**Problem to work on:** Every single record needs to be restated word for word.

**Records to use:**

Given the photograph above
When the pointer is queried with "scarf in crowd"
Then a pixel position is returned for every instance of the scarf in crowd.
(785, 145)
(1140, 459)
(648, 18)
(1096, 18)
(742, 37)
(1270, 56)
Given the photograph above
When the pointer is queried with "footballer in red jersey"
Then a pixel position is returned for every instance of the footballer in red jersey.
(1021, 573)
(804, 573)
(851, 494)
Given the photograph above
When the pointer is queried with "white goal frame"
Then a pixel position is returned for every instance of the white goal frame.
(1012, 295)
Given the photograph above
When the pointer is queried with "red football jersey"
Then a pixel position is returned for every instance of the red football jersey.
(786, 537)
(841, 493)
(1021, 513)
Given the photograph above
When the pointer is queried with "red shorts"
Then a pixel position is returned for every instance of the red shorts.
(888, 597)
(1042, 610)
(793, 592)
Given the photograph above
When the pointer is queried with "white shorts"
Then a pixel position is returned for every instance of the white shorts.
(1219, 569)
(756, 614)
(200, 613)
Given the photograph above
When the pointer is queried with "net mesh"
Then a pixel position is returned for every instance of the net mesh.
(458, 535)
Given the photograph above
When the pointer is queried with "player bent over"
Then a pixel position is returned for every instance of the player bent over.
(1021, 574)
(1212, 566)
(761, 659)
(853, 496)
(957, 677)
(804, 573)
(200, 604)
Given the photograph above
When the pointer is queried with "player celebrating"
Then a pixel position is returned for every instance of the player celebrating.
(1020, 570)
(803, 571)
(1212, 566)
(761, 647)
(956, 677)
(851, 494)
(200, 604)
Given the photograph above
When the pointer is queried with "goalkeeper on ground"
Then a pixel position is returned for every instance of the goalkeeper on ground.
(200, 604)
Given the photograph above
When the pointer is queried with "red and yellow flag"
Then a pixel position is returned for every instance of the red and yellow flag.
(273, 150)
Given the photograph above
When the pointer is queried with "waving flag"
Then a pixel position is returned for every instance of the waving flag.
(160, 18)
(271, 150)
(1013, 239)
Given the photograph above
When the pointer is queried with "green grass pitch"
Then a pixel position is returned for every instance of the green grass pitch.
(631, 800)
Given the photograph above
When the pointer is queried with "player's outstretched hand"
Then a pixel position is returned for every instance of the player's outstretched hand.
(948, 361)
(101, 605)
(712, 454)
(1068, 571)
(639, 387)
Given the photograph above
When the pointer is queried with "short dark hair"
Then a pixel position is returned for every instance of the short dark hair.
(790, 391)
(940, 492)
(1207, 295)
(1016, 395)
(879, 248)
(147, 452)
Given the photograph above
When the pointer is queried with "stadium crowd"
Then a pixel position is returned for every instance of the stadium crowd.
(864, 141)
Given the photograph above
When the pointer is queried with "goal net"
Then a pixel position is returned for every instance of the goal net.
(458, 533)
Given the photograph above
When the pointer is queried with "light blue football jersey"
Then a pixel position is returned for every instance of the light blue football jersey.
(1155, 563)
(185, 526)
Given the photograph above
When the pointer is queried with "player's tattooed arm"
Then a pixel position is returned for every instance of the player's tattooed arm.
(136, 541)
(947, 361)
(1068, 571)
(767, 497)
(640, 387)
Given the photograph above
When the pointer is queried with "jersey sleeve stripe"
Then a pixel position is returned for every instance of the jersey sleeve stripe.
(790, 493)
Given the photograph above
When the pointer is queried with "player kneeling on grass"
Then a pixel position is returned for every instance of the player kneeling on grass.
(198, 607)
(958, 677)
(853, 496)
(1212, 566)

**Answer section:**
Given the photograph above
When the pointer is queried with "scarf in crowd"
Then a pixel position is returned for every instance of the scarf in crowd.
(785, 145)
(1140, 459)
(648, 18)
(1096, 18)
(742, 37)
(1270, 56)
Given the photograph above
When the pointer is queried with "footballer in red jersey"
Then a pixel position is returned for every instance of the footballer in red jersey.
(1021, 573)
(804, 573)
(851, 494)
Given the photograph above
When the pointer is queried with "white goal frame"
Then a pixel position is returned for every instance of the white goal frame.
(1012, 295)
Given the photograph above
When the pointer is queried with "red football jersey"
Then a pixel position is returned for every instance of the red football jersey.
(786, 537)
(841, 493)
(1021, 513)
Given the photograph above
When the pointer is queried with "red shorts"
Then a pixel position is returned for every instance of the red shorts.
(888, 597)
(1042, 610)
(793, 592)
Given the photograph above
When the pointer is queried with "white shorts"
Then a pixel position is returned for every instance of the white shorts.
(1219, 569)
(756, 614)
(200, 613)
Given the photograph above
When the pointer is queried with "net mesh"
Then a pixel position is returned for every instance of the net mesh.
(458, 535)
Given the photograph above
When the pointer is queried with "player bent over"
Then a pixel position is returned for every instance of the player bent over.
(1021, 574)
(1212, 566)
(761, 659)
(853, 496)
(957, 677)
(804, 573)
(200, 604)
Given the photograph above
When the pointer is queried with "player celebrating"
Then a pixel position is returned for every instance of the player celebrating.
(1020, 570)
(803, 571)
(1212, 566)
(761, 647)
(956, 677)
(851, 494)
(200, 604)
Given the photograph above
When the pointer is queried with "goalkeeper on ground"
Then a pixel position is returned for every instance of the goalkeeper on ground.
(200, 604)
Given the photograph above
When the pointer is queried with "red and yellow flag"
Then a pixel position is returned for every instance of the red and yellow flag.
(273, 150)
Given the photograph above
When the pointer is queried with "waving flag"
Then a pixel position is returned for every instance of the waving flag.
(160, 18)
(271, 150)
(1013, 239)
Given the photograph above
When the pointer is queried with "green grass pitch"
Then a pixel position is returned for every instance of the green grass pitch.
(631, 800)
Given the photograph above
When the pointer is queried with "player's outstretched hand"
Then a pixel position is returned for every instance of the player's outstretched hand.
(948, 361)
(101, 605)
(712, 454)
(1068, 571)
(639, 387)
Given the photograph above
When the pointer is queried with "short dark hair"
Then a pixel position is returned for every instance of the short dark hair.
(790, 391)
(940, 492)
(1207, 295)
(1016, 395)
(879, 248)
(147, 452)
Given the photograph above
When the pointer is queried with "stadium crowd"
Then a pixel position is returned for every instance of the stadium crowd.
(864, 141)
Given the photograph above
When the pointer is queried with "goal net"
Then a pixel position is returned for every instance of the goal net.
(458, 533)
Given the photograph above
When the pointer is queried with "light blue football jersey"
Then a pixel position is returned for every instance of the light blue football jersey.
(1155, 563)
(185, 526)
Given the photograph above
When the pointer is queried with "player's tattooed arm"
Then a pixel position is returned for every instance of the player's tattooed arm.
(136, 541)
(947, 361)
(1068, 571)
(767, 497)
(640, 387)
Given the photograph above
When the pointer is queried with "jersey sleeve stripe"
Then a pixel position is returned for every instance of the jersey sleeve stripe.
(790, 493)
Given the photograph above
When the pointer is queried with "player kneeling on grass"
Then a pixel position is returned for every instance of the player kneeling on grass.
(198, 607)
(958, 677)
(853, 496)
(1212, 566)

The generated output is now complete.